(Position annotation records)
## START

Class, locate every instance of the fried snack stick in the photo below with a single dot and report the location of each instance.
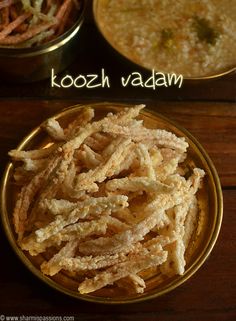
(52, 266)
(86, 181)
(85, 116)
(6, 3)
(132, 283)
(54, 129)
(91, 206)
(31, 32)
(86, 263)
(132, 266)
(26, 195)
(120, 118)
(161, 136)
(90, 158)
(145, 167)
(77, 231)
(33, 154)
(121, 240)
(139, 183)
(13, 25)
(154, 215)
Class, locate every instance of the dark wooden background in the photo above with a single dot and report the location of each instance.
(207, 109)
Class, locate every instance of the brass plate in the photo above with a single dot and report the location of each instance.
(210, 197)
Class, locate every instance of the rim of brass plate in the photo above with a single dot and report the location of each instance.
(218, 215)
(116, 48)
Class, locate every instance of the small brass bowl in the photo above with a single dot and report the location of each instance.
(210, 197)
(24, 65)
(109, 38)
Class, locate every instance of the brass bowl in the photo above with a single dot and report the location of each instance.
(210, 196)
(98, 4)
(24, 65)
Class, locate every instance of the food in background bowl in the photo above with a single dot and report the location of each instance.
(111, 206)
(26, 23)
(52, 48)
(195, 38)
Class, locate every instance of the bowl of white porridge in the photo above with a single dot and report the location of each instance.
(194, 38)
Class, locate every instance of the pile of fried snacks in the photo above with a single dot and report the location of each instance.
(108, 199)
(27, 23)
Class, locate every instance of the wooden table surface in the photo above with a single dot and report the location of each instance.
(208, 110)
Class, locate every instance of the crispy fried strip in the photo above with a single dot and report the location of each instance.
(52, 266)
(77, 231)
(27, 193)
(133, 265)
(84, 181)
(161, 136)
(13, 25)
(132, 282)
(31, 32)
(120, 118)
(134, 184)
(54, 129)
(91, 263)
(93, 206)
(119, 241)
(85, 116)
(157, 207)
(32, 154)
(90, 158)
(6, 3)
(146, 166)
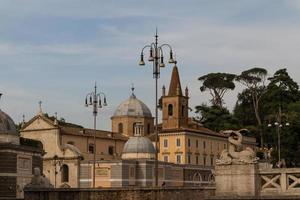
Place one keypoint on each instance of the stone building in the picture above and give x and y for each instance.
(137, 168)
(18, 158)
(182, 139)
(68, 145)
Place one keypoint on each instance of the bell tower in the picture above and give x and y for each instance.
(174, 105)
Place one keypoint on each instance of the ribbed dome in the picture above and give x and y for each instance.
(138, 148)
(7, 125)
(133, 107)
(8, 130)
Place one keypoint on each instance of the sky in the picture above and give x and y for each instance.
(55, 50)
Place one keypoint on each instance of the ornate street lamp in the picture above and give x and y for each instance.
(95, 99)
(279, 125)
(157, 58)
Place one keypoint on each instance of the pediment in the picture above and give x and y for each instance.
(37, 123)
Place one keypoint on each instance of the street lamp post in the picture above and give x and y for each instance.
(94, 99)
(278, 123)
(157, 58)
(56, 160)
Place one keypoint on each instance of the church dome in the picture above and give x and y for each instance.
(8, 130)
(138, 148)
(132, 107)
(7, 125)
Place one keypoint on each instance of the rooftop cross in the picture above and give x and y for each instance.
(40, 108)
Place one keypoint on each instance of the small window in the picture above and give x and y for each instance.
(178, 142)
(132, 172)
(148, 129)
(165, 143)
(91, 148)
(64, 173)
(178, 159)
(120, 128)
(166, 158)
(189, 159)
(111, 150)
(170, 110)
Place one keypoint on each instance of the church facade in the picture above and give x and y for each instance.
(18, 158)
(182, 140)
(186, 151)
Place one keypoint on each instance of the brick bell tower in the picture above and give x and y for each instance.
(174, 105)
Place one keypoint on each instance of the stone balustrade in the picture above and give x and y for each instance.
(281, 181)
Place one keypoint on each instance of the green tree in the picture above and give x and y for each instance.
(216, 118)
(254, 80)
(281, 91)
(217, 84)
(282, 104)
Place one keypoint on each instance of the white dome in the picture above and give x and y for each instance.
(133, 107)
(138, 147)
(7, 125)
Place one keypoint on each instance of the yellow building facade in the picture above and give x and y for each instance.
(183, 140)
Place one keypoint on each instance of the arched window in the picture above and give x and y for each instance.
(64, 173)
(170, 110)
(120, 128)
(91, 148)
(148, 129)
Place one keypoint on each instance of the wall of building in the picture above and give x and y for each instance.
(16, 169)
(102, 146)
(174, 193)
(208, 149)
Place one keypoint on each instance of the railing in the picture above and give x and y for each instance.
(283, 181)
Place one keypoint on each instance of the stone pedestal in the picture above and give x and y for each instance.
(237, 180)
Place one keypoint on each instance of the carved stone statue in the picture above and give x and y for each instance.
(39, 181)
(234, 155)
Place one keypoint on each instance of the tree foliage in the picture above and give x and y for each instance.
(217, 84)
(254, 80)
(216, 118)
(258, 105)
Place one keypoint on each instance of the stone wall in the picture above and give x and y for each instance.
(170, 193)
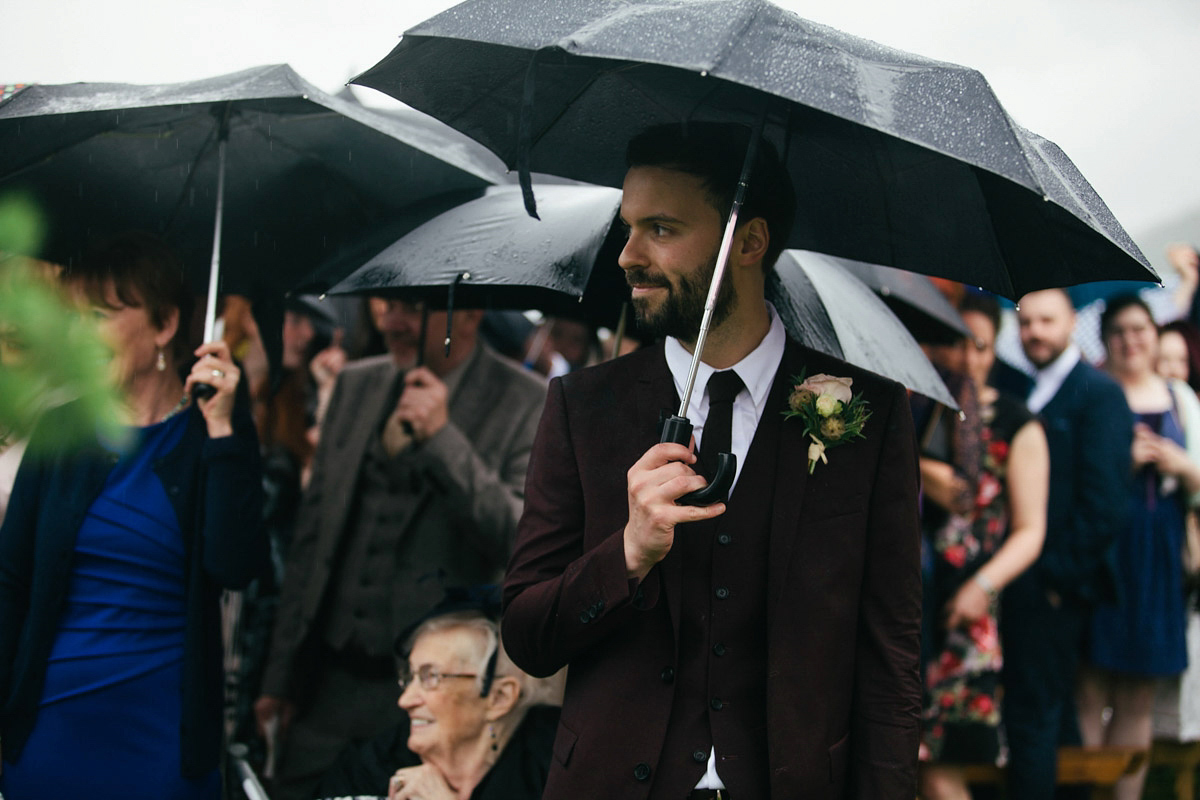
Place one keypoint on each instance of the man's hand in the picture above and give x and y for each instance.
(660, 476)
(421, 411)
(424, 404)
(270, 708)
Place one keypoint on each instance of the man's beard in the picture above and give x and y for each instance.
(683, 310)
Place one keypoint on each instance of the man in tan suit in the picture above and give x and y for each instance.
(417, 483)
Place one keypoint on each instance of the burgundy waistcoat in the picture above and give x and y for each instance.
(721, 654)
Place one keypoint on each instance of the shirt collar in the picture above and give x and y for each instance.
(1049, 379)
(756, 370)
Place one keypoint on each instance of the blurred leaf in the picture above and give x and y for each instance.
(22, 224)
(49, 354)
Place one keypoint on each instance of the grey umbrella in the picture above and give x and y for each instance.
(258, 168)
(489, 253)
(829, 310)
(495, 254)
(913, 298)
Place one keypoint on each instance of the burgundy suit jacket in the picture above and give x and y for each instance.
(843, 591)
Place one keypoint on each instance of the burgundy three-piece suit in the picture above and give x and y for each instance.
(784, 632)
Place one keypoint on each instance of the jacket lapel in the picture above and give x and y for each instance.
(791, 474)
(657, 398)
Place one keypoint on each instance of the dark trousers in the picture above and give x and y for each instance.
(1042, 644)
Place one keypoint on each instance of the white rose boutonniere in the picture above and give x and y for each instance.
(829, 410)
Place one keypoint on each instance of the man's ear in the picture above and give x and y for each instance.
(504, 696)
(754, 241)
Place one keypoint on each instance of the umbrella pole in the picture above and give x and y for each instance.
(204, 391)
(723, 258)
(210, 312)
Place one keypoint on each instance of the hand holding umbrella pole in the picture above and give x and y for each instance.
(677, 427)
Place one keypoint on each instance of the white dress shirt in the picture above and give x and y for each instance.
(757, 372)
(1048, 380)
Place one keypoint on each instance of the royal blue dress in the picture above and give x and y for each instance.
(1145, 633)
(108, 725)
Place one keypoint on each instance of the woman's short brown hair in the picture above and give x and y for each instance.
(145, 274)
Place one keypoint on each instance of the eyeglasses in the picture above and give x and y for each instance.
(429, 675)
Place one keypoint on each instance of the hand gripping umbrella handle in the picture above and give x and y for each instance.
(678, 429)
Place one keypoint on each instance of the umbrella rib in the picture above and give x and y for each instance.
(187, 184)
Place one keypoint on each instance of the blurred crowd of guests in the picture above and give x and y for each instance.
(1060, 543)
(1060, 534)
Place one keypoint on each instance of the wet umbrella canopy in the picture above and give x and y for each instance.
(310, 178)
(831, 311)
(913, 298)
(491, 254)
(515, 260)
(899, 160)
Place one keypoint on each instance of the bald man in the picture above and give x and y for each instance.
(1045, 612)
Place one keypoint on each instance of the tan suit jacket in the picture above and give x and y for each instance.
(462, 525)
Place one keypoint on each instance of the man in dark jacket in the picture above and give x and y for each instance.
(1045, 611)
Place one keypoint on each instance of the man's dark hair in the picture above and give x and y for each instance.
(982, 304)
(715, 154)
(1121, 302)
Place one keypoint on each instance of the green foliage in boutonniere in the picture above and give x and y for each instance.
(832, 414)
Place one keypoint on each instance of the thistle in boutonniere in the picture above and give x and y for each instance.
(832, 414)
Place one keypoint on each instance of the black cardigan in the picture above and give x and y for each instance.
(215, 487)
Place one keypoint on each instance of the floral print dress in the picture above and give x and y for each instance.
(963, 690)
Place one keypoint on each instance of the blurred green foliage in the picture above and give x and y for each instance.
(49, 353)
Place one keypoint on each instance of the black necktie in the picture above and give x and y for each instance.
(723, 388)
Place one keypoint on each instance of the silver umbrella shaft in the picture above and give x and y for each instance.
(723, 258)
(210, 312)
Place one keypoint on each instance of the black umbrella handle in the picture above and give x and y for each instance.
(203, 391)
(678, 429)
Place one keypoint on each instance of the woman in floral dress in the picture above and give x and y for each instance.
(976, 553)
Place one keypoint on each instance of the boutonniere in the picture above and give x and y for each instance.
(832, 414)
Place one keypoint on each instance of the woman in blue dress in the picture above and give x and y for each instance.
(113, 557)
(1140, 638)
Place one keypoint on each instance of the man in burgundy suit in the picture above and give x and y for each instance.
(762, 647)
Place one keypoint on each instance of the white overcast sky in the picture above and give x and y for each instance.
(1115, 83)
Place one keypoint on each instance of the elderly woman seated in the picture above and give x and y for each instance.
(478, 727)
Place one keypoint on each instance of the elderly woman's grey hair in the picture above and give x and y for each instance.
(486, 639)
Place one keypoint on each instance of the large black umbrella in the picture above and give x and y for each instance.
(495, 254)
(258, 168)
(913, 298)
(899, 160)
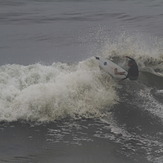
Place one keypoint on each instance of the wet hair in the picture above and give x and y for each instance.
(131, 62)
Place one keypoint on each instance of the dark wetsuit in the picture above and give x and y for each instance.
(133, 71)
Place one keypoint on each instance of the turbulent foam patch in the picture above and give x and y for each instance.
(45, 93)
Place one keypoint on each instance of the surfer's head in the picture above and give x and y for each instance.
(130, 63)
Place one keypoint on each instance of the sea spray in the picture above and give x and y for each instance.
(46, 93)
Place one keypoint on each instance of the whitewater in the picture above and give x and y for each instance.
(57, 105)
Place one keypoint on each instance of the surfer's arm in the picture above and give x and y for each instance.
(130, 58)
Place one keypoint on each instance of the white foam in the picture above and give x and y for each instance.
(45, 93)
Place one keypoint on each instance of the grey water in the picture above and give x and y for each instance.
(56, 105)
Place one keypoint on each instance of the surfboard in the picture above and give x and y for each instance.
(109, 67)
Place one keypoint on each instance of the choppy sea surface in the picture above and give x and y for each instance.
(56, 105)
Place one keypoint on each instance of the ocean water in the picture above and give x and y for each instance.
(56, 105)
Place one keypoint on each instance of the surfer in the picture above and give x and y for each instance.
(133, 71)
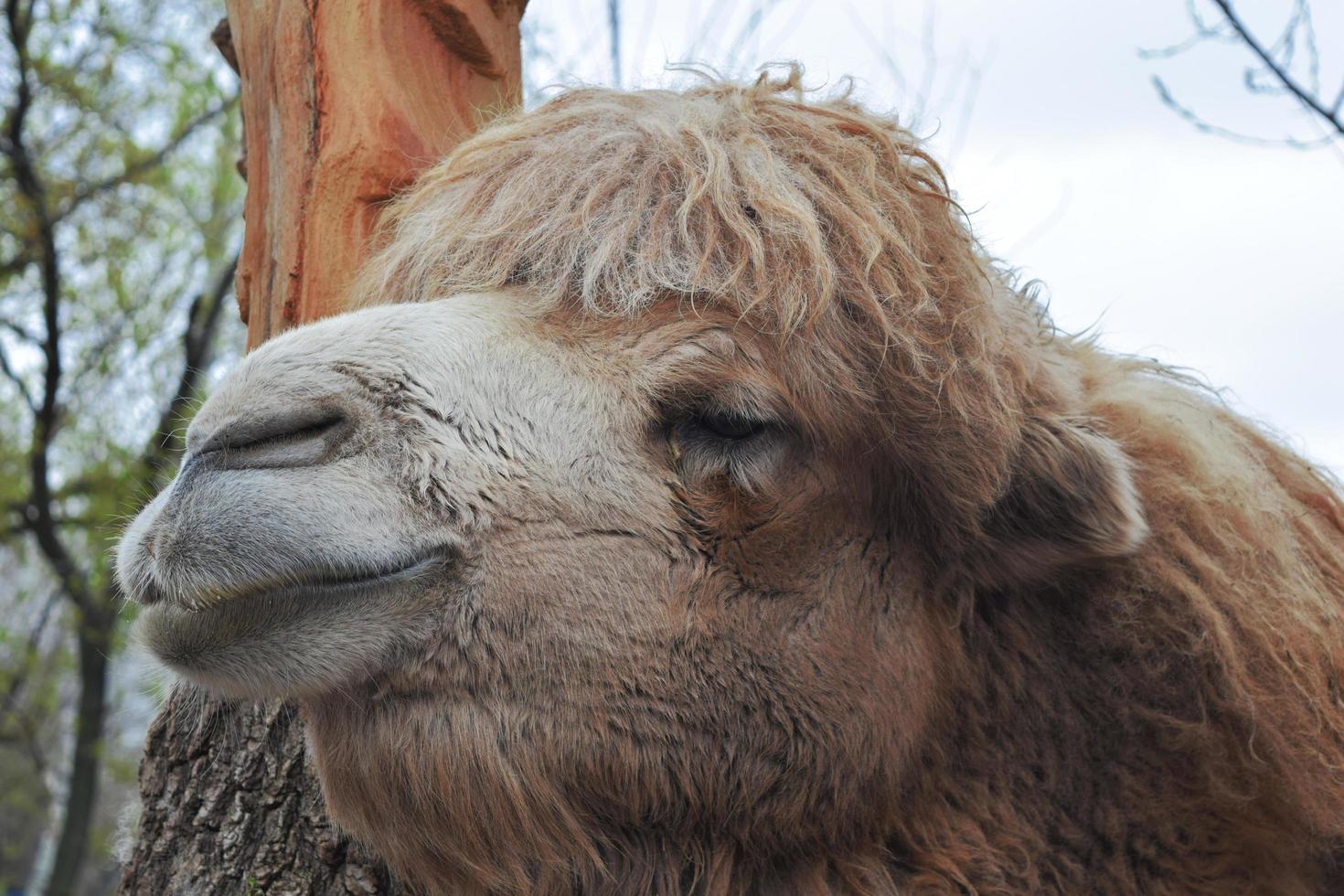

## END

What you should do:
Which lines in the records above contain the word "bowl", matching case? Copy each such line.

Response to the exercise:
Class, locate every instance of the small brass bowl in the photo above with a single dot and report the location of each instance.
Class, locate every instance of the brass bowl in the photo above with a single dot and report the location of each instance.
Class, locate every instance of the food in background bowl in the photo above with a single dot and report the location of each instance.
Class, locate every instance of the bowl of white porridge in the photo above with a single dot and report the location of each instance.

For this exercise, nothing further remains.